Work instructions → Copy out, exactly as written, only the line containing "of the wispy" and the lines after it through the end of the records.

## START Listing

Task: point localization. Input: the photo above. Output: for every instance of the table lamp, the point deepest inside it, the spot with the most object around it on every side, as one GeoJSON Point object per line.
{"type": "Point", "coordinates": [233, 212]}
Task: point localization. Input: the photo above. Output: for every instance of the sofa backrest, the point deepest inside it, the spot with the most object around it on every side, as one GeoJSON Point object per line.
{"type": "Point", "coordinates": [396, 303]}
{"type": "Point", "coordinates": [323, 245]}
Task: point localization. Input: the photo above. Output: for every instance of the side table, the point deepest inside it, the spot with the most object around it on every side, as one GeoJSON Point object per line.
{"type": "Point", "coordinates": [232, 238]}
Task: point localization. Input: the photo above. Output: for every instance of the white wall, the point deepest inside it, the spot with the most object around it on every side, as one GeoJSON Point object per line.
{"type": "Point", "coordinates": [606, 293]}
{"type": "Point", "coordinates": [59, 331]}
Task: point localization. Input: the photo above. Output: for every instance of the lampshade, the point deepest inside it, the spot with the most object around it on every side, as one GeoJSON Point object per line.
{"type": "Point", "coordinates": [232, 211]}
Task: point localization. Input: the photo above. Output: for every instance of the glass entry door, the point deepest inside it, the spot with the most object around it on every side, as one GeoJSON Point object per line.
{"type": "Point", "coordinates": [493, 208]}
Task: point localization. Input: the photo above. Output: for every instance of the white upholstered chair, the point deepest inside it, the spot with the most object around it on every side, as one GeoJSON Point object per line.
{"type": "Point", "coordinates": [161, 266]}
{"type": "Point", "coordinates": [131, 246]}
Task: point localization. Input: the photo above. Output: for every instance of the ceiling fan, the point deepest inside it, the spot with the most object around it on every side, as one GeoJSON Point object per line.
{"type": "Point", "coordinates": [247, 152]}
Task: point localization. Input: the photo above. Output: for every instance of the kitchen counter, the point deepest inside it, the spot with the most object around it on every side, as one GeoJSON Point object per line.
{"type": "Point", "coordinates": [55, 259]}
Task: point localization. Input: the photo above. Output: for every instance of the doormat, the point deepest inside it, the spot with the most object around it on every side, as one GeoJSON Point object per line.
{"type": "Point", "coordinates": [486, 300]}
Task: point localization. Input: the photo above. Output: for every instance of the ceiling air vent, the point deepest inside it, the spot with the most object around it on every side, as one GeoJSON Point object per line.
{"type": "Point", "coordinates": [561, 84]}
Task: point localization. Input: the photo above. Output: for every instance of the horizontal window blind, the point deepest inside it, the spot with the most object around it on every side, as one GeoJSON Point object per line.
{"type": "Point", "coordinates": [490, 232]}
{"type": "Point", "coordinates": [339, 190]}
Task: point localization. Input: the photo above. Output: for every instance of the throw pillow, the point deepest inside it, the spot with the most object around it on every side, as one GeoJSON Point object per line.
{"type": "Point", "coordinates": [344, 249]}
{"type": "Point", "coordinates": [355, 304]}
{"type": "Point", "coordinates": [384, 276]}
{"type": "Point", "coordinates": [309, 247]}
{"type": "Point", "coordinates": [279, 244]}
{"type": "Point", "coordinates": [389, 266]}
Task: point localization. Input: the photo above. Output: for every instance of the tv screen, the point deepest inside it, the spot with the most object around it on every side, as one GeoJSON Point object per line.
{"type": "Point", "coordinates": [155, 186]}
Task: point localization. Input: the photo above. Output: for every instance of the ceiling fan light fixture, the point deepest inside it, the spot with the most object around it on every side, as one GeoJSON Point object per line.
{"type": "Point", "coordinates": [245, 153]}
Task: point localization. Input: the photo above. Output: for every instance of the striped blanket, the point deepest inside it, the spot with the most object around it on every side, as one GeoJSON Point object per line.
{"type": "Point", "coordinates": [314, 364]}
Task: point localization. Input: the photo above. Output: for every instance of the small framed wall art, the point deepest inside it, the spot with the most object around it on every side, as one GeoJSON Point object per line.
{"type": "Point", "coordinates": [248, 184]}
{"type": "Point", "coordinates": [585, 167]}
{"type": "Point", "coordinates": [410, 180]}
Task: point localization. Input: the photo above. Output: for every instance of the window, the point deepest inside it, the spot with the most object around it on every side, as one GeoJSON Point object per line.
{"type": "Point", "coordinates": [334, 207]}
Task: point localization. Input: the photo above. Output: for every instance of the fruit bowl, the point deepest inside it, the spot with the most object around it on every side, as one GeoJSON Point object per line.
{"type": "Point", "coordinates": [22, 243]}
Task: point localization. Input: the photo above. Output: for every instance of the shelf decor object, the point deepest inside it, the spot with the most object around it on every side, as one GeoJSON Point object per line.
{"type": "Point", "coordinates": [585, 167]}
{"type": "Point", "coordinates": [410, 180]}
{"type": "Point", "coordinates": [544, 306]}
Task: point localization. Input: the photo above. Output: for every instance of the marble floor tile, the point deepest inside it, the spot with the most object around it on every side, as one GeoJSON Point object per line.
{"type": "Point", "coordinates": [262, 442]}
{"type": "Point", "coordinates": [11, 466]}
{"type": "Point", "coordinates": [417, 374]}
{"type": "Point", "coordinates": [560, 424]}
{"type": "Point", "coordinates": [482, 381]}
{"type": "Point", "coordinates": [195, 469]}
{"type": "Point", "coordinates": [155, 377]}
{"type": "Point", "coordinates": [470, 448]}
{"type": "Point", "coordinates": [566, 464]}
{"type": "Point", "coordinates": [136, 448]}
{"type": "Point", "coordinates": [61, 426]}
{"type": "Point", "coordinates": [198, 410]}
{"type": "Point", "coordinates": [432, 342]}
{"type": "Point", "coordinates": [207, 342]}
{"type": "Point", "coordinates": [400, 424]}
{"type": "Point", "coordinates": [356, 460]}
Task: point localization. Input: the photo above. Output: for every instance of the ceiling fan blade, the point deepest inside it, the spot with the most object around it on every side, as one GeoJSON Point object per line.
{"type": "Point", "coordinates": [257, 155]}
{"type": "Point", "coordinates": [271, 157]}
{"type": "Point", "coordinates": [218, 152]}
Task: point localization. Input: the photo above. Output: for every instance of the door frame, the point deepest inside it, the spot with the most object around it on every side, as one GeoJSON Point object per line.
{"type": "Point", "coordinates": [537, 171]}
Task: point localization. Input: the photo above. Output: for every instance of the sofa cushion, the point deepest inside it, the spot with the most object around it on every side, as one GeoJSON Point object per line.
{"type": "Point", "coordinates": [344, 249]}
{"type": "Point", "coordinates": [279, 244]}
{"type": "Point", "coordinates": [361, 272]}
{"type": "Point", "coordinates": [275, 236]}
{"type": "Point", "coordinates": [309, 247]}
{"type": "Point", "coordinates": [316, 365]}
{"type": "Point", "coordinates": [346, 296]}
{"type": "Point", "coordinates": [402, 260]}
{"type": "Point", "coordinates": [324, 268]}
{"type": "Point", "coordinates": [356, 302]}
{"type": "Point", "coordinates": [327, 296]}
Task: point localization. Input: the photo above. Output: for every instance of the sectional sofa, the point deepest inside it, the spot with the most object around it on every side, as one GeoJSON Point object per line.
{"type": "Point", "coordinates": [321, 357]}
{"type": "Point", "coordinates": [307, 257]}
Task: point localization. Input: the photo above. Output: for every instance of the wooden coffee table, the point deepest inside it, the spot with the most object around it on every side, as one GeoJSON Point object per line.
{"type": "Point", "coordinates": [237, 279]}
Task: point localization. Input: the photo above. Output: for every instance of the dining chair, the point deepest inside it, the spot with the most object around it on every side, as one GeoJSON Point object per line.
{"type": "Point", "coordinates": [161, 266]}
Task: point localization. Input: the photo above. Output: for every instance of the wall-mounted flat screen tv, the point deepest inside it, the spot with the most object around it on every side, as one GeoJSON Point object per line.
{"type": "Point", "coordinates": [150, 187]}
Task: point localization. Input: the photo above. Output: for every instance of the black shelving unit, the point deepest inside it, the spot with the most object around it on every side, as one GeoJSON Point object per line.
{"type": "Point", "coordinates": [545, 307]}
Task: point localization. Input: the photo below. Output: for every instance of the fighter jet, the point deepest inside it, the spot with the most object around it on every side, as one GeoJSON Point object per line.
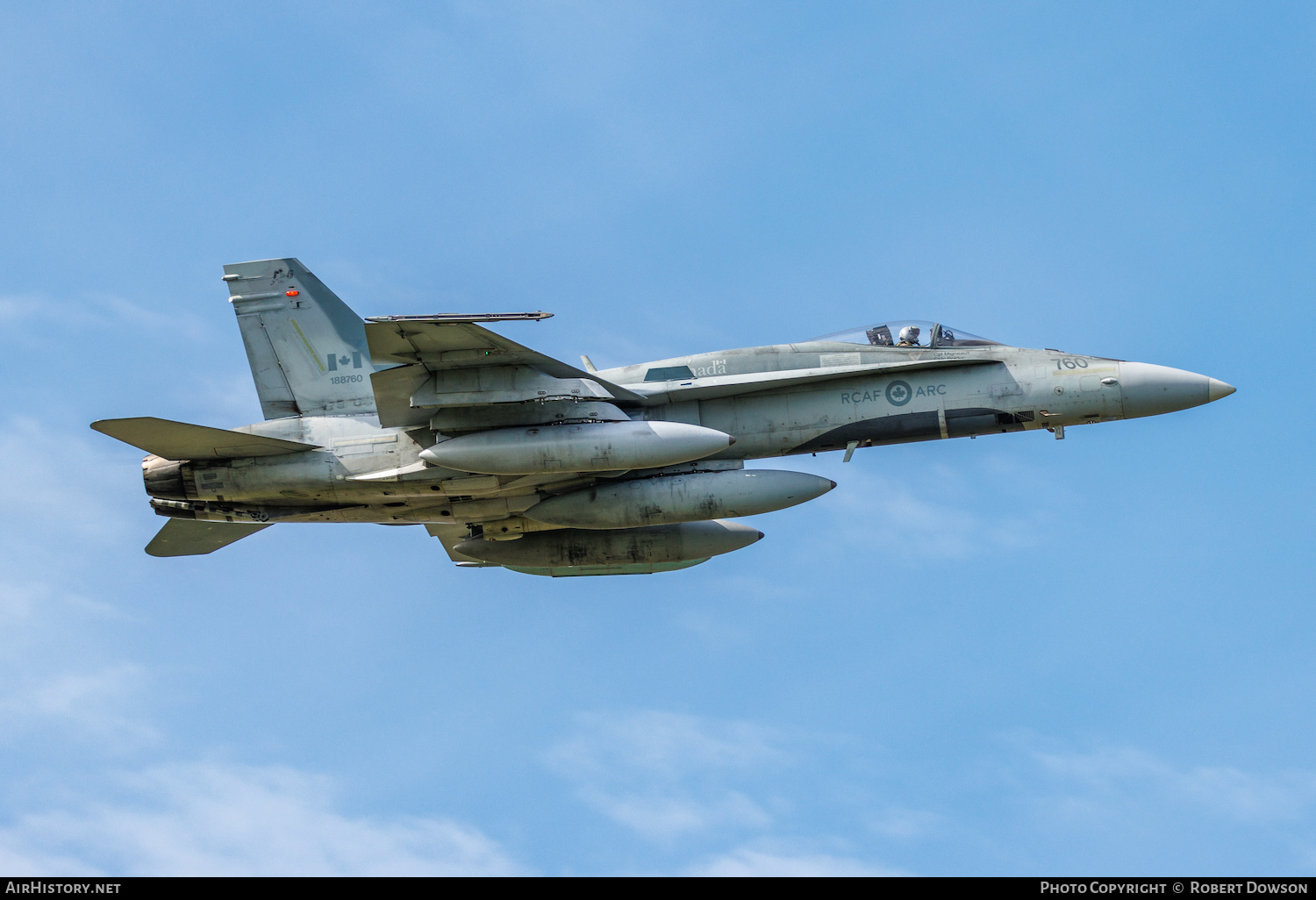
{"type": "Point", "coordinates": [515, 460]}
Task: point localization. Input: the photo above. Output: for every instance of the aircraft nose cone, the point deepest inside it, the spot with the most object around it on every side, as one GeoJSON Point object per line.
{"type": "Point", "coordinates": [1155, 389]}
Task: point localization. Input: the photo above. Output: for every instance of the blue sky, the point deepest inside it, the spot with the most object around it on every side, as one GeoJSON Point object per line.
{"type": "Point", "coordinates": [1005, 655]}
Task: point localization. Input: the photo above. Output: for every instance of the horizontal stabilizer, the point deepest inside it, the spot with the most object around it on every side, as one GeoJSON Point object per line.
{"type": "Point", "coordinates": [182, 441]}
{"type": "Point", "coordinates": [187, 537]}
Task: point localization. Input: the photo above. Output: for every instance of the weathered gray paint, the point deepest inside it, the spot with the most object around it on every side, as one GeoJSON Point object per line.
{"type": "Point", "coordinates": [441, 379]}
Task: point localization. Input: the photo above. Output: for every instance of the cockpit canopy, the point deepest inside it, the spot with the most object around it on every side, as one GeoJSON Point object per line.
{"type": "Point", "coordinates": [910, 333]}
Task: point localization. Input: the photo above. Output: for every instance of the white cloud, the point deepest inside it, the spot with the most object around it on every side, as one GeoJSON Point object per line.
{"type": "Point", "coordinates": [1121, 775]}
{"type": "Point", "coordinates": [747, 862]}
{"type": "Point", "coordinates": [665, 774]}
{"type": "Point", "coordinates": [207, 818]}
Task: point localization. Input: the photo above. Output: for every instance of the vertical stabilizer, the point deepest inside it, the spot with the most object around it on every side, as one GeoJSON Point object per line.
{"type": "Point", "coordinates": [307, 347]}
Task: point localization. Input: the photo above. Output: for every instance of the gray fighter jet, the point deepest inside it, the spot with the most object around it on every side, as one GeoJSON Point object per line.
{"type": "Point", "coordinates": [512, 458]}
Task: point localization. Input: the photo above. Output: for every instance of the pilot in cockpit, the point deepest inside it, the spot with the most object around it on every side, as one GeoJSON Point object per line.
{"type": "Point", "coordinates": [879, 336]}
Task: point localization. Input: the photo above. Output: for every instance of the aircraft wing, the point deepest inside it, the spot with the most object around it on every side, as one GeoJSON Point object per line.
{"type": "Point", "coordinates": [452, 361]}
{"type": "Point", "coordinates": [187, 537]}
{"type": "Point", "coordinates": [171, 439]}
{"type": "Point", "coordinates": [726, 386]}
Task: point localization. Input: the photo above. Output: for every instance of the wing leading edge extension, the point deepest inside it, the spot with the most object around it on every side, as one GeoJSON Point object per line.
{"type": "Point", "coordinates": [171, 439]}
{"type": "Point", "coordinates": [450, 361]}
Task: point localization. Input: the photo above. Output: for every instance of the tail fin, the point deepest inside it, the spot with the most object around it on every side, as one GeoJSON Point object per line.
{"type": "Point", "coordinates": [307, 347]}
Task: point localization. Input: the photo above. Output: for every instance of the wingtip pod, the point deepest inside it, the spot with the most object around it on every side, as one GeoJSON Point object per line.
{"type": "Point", "coordinates": [582, 447]}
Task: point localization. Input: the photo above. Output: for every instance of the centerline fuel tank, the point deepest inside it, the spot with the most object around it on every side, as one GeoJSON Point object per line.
{"type": "Point", "coordinates": [581, 447]}
{"type": "Point", "coordinates": [658, 544]}
{"type": "Point", "coordinates": [686, 497]}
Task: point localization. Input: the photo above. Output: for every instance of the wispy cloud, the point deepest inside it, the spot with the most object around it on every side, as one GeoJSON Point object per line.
{"type": "Point", "coordinates": [207, 818]}
{"type": "Point", "coordinates": [1115, 778]}
{"type": "Point", "coordinates": [53, 679]}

## END Listing

The response →
Task: point localization. Input: the photo above. Output: for every instance of the wispy cloud, the point deepest inside it, the spot with the most object around it on every side, as one GeoJSON Point object per line.
{"type": "Point", "coordinates": [207, 818]}
{"type": "Point", "coordinates": [1115, 778]}
{"type": "Point", "coordinates": [53, 679]}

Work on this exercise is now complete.